Written task A: In the records, retype everything from the line containing "the man's nose" down to the line containing "point(1102, 611)", both included, with no changes.

--- begin Text shown ---

Skewness and Kurtosis

As usual, our starting point is a random experiment, modeled by a probability space \((\Omega, \mathscr F, P)\). So to review, \(\Omega\) is the set of outcomes, \(\mathscr F\) the collection of events, and \( \P \) the probability measure on the sample space \((\Omega, \mathscr F)\). Suppose that \(X\) is a real-valued random variable for the experiment. Recall that the mean of \( X \) is a measure of the center of the distribution of \( X \). Furthermore, the variance of \(X\) is the second moment of \(X\) about the mean, and measures the spread of the distribution of \(X\) about the mean. The third and fourth moments of \(X\) about the mean also measure interesting (but more subtle) features of the distribution. The third moment measures skewness, the lack of symmetry, while the fourth moment measures kurtosis, roughly a measure of the fatness in the tails. The actual numerical measures of these characteristics are standardized to eliminate the physical units, by dividing by an appropriate power of the standard deviation. As usual, we assume that all expected values given below exist, and we will let \(\mu = \E(X)\) and \(\sigma^2 = \var(X)\). We assume that \(\sigma \gt 0\), so that the random variable is really random.

Basic Theory

Skewness

The skewness of \(X\) is the third moment of the standard score of \( X \): \[ \skw(X) = \E\left[\left(\frac{X - \mu}{\sigma}\right)^3\right] \] The distribution of \(X\) is said to be positively skewed, negatively skewed or unskewed depending on whether \(\skw(X)\) is positive, negative, or 0.

In the unimodal case, if the distribution is positively skewed then the probability density function has a long tail to the right, and if the distribution is negatively skewed then the probability density function has a long tail to the left. A symmetric distribution is unskewed.

Suppose that the distribution of \(X\) is symmetric about \(a\). Then

\(\E(X) = a\)
\(\skw(X) = 0\).

Details:

By assumption, the distribution of \( a - X \) is the same as the distribution of \( X - a \). We proved part (a) in the section on properties of expected Value. Thus, \( \skw(X) = \E\left[(X - a)^3\right] \big/ \sigma^3 \). But by symmetry and linearity, \( \E\left[(X - a)^3\right] = \E\left[(a - X)^3\right] = - \E\left[(X - a)^3\right] \), so it follows that \( \E\left[(X - a)^3\right] = 0 \).

The converse is not true—a non-symmetric distribution can have skewness 0. Examples are given in and .

\(\skw(X)\) can be expressed in terms of the first three moments of \(X\). \[ \skw(X) = \frac{\E\left(X^3\right) - 3 \mu \E\left(X^2\right) + 2 \mu^3}{\sigma^3} = \frac{\E\left(X^3\right) - 3 \mu \sigma^2 - \mu^3}{\sigma^3} \]

Details:

Note tht \( (X - \mu)^3 = X^3 - 3 X^2 \mu + 3 X \mu^2 - \mu^3 \). From the linearity of expected value we have \[ \E\left[(X - \mu)^3\right] = \E\left(X^3\right) - 3 \mu \E\left(X^2\right) + 3 \mu^2 \E(X) - \mu^3 = E\left(X^3\right) - 3 \mu \E\left(X^2\right) + 2 \mu^3 \] The second expression follows from substituting \( \E\left(X^2\right) = \sigma^2 + \mu^2 \).

--- end Text shown ---
--- begin Supplied material ---

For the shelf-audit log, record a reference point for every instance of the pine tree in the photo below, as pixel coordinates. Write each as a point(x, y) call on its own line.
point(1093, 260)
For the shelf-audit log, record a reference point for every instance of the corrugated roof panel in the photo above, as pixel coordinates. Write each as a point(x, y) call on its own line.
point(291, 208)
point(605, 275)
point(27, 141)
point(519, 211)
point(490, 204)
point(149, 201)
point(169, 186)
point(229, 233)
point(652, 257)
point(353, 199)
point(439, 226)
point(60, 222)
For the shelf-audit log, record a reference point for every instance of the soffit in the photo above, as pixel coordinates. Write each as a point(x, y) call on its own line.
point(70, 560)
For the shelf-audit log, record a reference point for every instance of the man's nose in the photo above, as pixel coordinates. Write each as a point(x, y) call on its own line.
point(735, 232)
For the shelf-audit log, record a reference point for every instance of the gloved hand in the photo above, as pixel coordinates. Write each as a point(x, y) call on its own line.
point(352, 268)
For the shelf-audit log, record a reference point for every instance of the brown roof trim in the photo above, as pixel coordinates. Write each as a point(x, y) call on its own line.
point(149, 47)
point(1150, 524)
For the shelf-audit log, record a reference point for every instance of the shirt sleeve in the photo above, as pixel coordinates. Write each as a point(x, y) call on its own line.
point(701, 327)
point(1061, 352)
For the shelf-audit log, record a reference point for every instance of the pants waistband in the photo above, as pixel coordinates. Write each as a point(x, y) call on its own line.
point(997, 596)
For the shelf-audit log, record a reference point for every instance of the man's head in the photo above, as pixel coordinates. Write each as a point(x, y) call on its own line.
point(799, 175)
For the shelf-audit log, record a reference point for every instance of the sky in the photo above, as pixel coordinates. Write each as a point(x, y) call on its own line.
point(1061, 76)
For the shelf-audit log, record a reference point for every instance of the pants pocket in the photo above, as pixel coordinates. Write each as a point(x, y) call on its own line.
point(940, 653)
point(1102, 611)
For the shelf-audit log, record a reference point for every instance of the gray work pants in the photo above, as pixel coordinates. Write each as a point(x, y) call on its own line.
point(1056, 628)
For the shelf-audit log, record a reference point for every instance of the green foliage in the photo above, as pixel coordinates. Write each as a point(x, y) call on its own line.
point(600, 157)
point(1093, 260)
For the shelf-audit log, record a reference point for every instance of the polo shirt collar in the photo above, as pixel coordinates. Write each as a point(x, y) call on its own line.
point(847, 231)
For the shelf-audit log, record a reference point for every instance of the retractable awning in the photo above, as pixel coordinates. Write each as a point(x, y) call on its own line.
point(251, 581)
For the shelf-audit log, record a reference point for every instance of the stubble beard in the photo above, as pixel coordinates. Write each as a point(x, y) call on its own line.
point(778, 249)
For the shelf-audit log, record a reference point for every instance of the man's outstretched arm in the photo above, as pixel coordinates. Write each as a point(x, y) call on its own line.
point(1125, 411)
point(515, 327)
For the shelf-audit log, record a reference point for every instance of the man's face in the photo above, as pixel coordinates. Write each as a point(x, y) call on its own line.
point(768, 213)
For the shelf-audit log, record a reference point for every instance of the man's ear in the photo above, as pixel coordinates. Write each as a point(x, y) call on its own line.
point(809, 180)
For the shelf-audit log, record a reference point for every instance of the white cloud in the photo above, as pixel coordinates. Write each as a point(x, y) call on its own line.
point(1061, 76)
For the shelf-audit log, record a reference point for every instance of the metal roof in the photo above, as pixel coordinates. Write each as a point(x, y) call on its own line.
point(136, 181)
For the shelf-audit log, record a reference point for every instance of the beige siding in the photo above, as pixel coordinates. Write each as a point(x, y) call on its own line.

--- end Supplied material ---

Written task B: Pick up the text on skewness and kurtosis where it stops, and carry it forward.

Right answer A:
For the shelf-audit log, record a reference point for every instance of the man's nose in the photo above, as pixel coordinates. Write each as a point(x, y) call on its own line.
point(735, 232)
For the shelf-audit log, record a reference point for every instance of the gloved hand in the photo above, as pixel coordinates. Write each as a point(x, y) call on its own line.
point(352, 268)
For the shelf-audit log, record a reference point for every instance of the brown roof trim in the photo above, as pixel coordinates. Write each as a point(x, y) call on its own line.
point(149, 47)
point(1150, 524)
For the shelf-audit log, record a reference point for every instance of the shirt sleeve in the photo above, as pixel coordinates. Write each as a point(x, y) call on its own line.
point(701, 327)
point(1061, 352)
For the shelf-audit log, record a reference point for every instance of the pants waistband in the photo above, as pixel coordinates. Write each as a point(x, y) call on its own line.
point(997, 596)
For the shelf-audit log, record a reference point for every instance of the man's head in the photo above, as pixel coordinates. Write each as a point(x, y) call on its own line.
point(799, 175)
For the shelf-audit log, record a reference point for every instance of the sky in the photo above, as pixel coordinates. Write each as a point(x, y) call on its own line.
point(1061, 76)
For the shelf-audit log, record a reference point for every instance of the pants pocket in the photo above, as pixel coordinates. Write each as a point(x, y) call on its own line.
point(940, 653)
point(1102, 611)

Right answer B:
Since skewness is defined in terms of an odd power of the standard score, it's invariant under a linear transformation with positve slope (a location-scale transformation of the distribution). On the other hand, if the slope is negative, skewness changes sign.

Suppose that \(a \in \R\) and \(b \in \R \setminus \{0\}\). Then

\( \skw(a + b X) = \skw(X) \) if \( b \gt 0 \)
\( \skw(a + b X) = - \skw(X) \) if \( b \lt 0 \)

Details:

Let \( Z = (X - \mu) / \sigma \), the standard score of \( X \). Recall from the section on variance that the standard score of \( a + b X \) is \( Z \) if \( b \gt 0 \) and is \( -Z \) if \( b \lt 0 \).

Recall that location-scale transformations often arise when physical units are changed, such as inches to centimeters, or degrees Fahrenheit to degrees Celsius.

Kurtosis

The kurtosis of \(X\) is the fourth moment of the standard score: \[ \kur(X) = \E\left[\left(\frac{X - \mu}{\sigma}\right)^4\right] \]

Kurtosis comes from the Greek word for bulging. Kurtosis is always positive, since we have assumed that \( \sigma \gt 0 \) (the random variable really is random), and therefore \( \P(X \ne \mu) \gt 0 \). In the unimodal case, the probability density function of a distribution with large kurtosis has fatter tails, compared with the probability density function of a distribution with smaller kurtosis.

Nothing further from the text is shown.